= LIST OF TASKS =
[A] From the passage on Schneider's Tannery, extract the words between "Schneider’s Tannery stood" and "the Swamp Pike.", inclusive.
[B] In the passage on Schneider's Tannery, which places did the road in the 1723 petition run from and through, and where did it lead?
[C] Carry on the passage on Schneider's Tannery from the point where it ends.

= SOURCE PASSAGE =
Her screams brought her father who found her sunk in a narrow hole and caught at her arm-pits while suspended over some mysterious cavern. What had given way were the ground and old rotted planks covering one of the many abandoned tanning pits of Schneider’s Tannery which operated on that site for 150 years.

Just as important as the foundry, forge, and mill, the tannery was indispensable to eighteenth and nineteenth century life. Leather was used not only for shoes, belts, aprons, gloves and tools but, importantly, for harness, saddles and tack. Too, there were book covers, writing parchment, furniture, also military and industrial uses. Providing this essential material was no small task.

Schneider’s Tannery stood near the center of Swamp ( the former name of New Hanover).

For almost 200 years the Schneider family was one of the premier families of New Hanover Township. Johannes Schneider the founder purchased 200 acres from realtor John Henry Sprogell on December 9, 1718. ‘The property located at the place where the two churches, Lutheran and Reformed, were to be built.’ In 1723 he was one of the petitioners ‘for a road to be built from Limerick through Faulkner’s Swamp to Oley.’ This became the Swamp Pike.

= DATASET CONTENT =
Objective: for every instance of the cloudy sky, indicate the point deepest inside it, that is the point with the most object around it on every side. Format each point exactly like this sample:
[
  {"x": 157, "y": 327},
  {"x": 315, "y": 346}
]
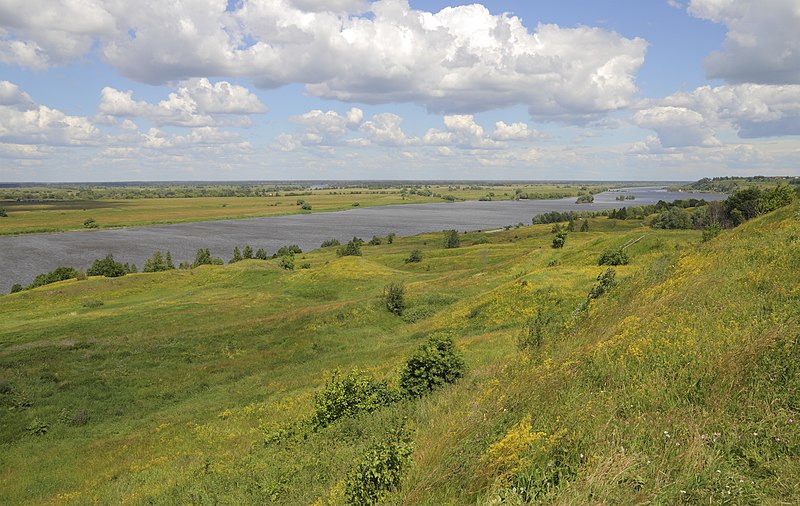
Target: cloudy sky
[{"x": 107, "y": 90}]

= RESULTS FOR EACH TASK =
[A]
Schneider’s Tannery stood near the center of Swamp ( the former name of New Hanover).

For almost 200 years the Schneider family was one of the premier families of New Hanover Township. Johannes Schneider the founder purchased 200 acres from realtor John Henry Sprogell on December 9, 1718. ‘The property located at the place where the two churches, Lutheran and Reformed, were to be built.’ In 1723 he was one of the petitioners ‘for a road to be built from Limerick through Faulkner’s Swamp to Oley.’ This became the Swamp Pike.

[B] Limerick, Faulkner's Swamp, Oley

[C]
His grandson Jacob (b. October 26, 1752) was a tanner and farmer and was a soldier in the Revolutionary War. Jacob’s son Henry (b. August 26, 1781) was First Lieutenant in Captain George Sensenderfer’s company, The Montgomery Rifle Greens, in the war of 1812. He too was a tanner and his son, William H. Schneider, (b. June 7, 1811) also a tanner and farmer resided at the Schneider homestead. William H Schneider was a Justice of the Peace, an able businessman, and retired some years before his death leaving a large estate. Readers of this column may remember him as one of the founders of the New Hanover Township Schools and later Swamp Independent School.

But our subject here is Schneider’s tannery and tanning.

Tanning leather: how it was done.

Schneider’s Tannery was strategically located by the Minister Creek since a good supply of running water was necessary. After slaughtering, the hides of cattle and pigs were scraped and washed in the stream to remove blood, loose flesh or other soiling.

The tanning process took a year and involved a goodly number of vats sunk in the earth containing a variety of noxious and malodorous solutions.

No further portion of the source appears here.